**Set task:** Swap "hat brim" for "straw hat brim" in the part that opens with the line containing "[Batch spec] Target class: floral" and closes with the line containing "[[681, 98, 906, 193]]", and give those lines again with nothing else changed.

**Data in this exercise:**

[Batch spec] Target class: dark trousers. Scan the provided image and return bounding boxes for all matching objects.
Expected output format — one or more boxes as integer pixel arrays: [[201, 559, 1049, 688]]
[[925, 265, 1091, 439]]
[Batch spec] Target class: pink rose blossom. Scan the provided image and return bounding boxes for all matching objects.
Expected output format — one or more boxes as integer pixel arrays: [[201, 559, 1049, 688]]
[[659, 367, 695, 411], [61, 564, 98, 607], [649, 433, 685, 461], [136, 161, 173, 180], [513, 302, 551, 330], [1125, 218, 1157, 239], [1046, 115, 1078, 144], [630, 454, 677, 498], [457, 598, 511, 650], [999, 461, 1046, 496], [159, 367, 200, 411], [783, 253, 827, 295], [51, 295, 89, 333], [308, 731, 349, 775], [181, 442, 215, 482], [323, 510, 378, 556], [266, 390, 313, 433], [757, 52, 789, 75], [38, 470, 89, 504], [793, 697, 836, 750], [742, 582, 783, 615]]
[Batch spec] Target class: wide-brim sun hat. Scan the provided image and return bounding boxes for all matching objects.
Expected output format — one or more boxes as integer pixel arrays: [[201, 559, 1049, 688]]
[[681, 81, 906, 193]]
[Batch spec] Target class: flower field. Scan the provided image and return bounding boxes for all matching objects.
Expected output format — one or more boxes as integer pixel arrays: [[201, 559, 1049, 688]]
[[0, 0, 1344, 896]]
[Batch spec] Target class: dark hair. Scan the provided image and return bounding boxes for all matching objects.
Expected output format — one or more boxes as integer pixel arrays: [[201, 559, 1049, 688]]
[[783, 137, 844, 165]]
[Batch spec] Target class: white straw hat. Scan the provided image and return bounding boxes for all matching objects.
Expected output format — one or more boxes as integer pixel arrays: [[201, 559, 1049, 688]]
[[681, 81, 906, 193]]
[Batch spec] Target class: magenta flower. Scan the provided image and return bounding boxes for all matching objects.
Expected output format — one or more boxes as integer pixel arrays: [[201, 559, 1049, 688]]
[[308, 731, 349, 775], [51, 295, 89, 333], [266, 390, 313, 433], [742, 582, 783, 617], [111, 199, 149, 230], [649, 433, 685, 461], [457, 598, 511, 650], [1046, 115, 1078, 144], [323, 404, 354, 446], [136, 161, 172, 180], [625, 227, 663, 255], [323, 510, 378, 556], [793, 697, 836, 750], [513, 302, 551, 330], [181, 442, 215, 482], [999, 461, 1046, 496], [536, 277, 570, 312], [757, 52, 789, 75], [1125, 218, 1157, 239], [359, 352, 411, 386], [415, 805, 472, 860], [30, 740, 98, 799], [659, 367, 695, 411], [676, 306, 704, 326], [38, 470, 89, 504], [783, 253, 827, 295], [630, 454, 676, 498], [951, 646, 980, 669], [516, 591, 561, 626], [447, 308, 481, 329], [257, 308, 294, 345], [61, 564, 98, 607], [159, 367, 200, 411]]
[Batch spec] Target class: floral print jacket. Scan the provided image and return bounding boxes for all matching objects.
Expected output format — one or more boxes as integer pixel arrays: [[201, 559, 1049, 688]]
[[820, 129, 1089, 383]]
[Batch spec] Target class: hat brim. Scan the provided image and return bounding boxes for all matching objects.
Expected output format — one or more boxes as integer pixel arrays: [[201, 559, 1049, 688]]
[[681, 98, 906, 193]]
--
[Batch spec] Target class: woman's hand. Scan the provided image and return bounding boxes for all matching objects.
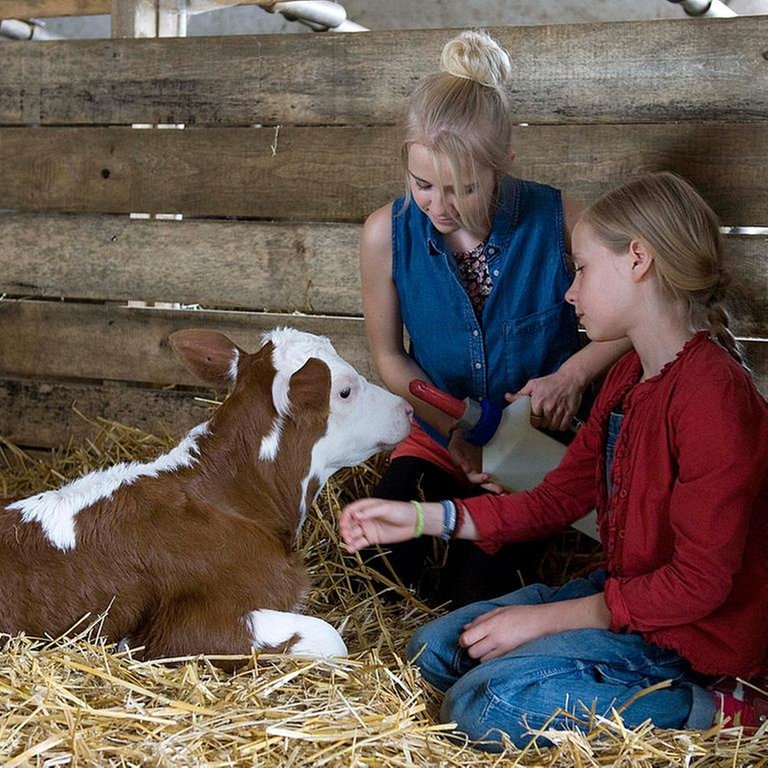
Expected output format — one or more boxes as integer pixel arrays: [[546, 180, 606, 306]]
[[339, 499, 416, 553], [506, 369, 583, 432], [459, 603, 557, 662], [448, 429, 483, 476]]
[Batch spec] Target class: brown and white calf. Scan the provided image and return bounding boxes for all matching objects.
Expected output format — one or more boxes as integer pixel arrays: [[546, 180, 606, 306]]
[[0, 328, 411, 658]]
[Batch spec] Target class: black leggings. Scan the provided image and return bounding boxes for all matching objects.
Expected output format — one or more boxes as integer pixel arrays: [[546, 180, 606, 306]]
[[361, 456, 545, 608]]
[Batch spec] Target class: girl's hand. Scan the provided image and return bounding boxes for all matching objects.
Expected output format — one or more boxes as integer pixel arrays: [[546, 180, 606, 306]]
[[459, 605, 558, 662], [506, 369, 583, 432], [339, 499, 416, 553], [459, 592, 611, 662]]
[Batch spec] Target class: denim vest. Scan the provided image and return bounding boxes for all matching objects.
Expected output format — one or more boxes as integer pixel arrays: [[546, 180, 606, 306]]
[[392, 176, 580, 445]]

**Answer in full:**
[Batch spec] Target class: floral print jacket. Scan the provided image and return bounding boxes for all matching objects.
Expected output format — one or more boxes as integer pixel arrays: [[201, 559, 1049, 688]]
[[820, 129, 1089, 383]]
[Batch spec] Target class: straw hat brim. Scan the provided image and return bounding boxes for all matching objects.
Expected output format — one or more boxes as integer pixel arrays: [[201, 559, 1049, 688]]
[[681, 98, 906, 193]]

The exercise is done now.